Swap every occurrence of "put a marker on" in the records below for "place a point on", and reproduce the lines otherwise unchanged.

## Begin Data in this exercise

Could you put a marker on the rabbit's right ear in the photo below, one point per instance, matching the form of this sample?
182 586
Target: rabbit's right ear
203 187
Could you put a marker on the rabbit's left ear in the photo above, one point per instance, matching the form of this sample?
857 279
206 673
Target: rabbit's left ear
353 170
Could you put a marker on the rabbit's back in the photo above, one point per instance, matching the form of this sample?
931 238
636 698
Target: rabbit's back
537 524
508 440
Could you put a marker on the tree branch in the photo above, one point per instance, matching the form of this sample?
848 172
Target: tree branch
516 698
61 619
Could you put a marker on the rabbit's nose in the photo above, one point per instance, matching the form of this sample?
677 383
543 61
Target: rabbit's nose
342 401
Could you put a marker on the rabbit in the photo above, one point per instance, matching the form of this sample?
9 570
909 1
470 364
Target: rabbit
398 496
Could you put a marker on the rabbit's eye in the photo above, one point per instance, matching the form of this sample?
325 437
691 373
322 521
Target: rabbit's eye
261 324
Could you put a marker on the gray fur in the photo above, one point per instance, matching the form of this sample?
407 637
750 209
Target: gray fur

## End Data in this exercise

**Worked answer:**
Could you place a point on the rabbit's right ear in the photo below, one point per instance, matching the form of this sample?
182 586
Target: rabbit's right ear
203 187
Could you place a point on the rabbit's left ear in the photo above, one point per instance, matching the form of this sample?
857 279
206 673
Target: rabbit's left ear
353 170
Could you place a point on the rabbit's back in the photo above, one point per instance, matching the form of this sample?
931 238
636 698
Target: rabbit's back
537 524
508 440
Could you place a point on the tree branch in the photo above, one point per instance, matching the form of this sample?
848 172
Target: tree branch
516 698
61 619
Could you place a point on the rabbit's nose in the photo above, one point per instance, matching the form of this sample?
677 383
543 61
Target: rabbit's nose
342 401
Could you place a point on the rabbit in the photo above, one point per instance, matching the form of this sample?
9 570
909 1
470 364
Target: rabbit
398 496
Could you place a point on the rabbit's eye in the photo above, one point per instance, matching the form of this sample?
325 437
691 373
322 521
Target: rabbit's eye
261 324
Could you place a point on the gray fur in the photo above, one point per instance, matching the form of this sample?
407 637
750 209
Target: gray fur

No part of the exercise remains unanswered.